TASK DETAILS: Set down each line of the material that follows exactly, and leave its pictures out.

DATASET CONTENT:

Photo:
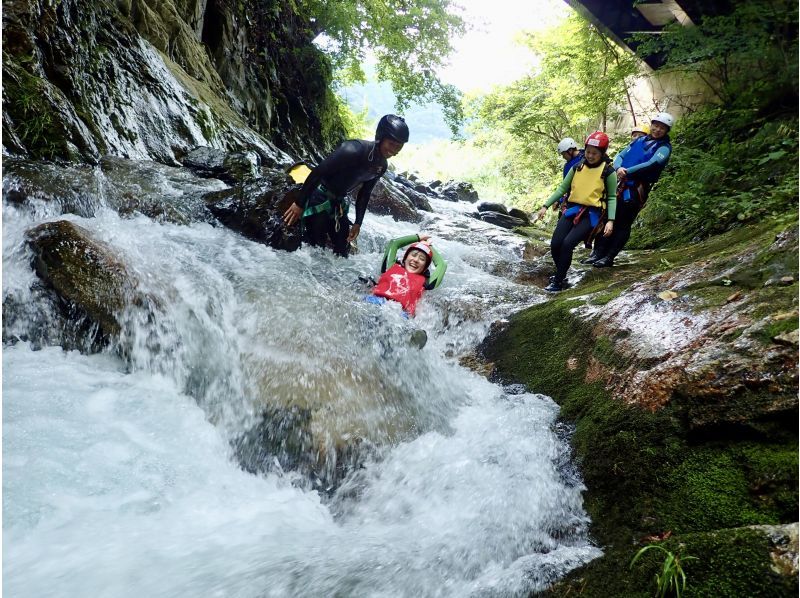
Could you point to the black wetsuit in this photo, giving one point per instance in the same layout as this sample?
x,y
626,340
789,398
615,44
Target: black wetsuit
x,y
352,164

RESPONSE AREA:
Photo:
Could you point to the black wetsuit in this photo, giving one point per instance in the same layout as this sample?
x,y
626,340
789,398
615,44
Target: black wetsuit
x,y
352,164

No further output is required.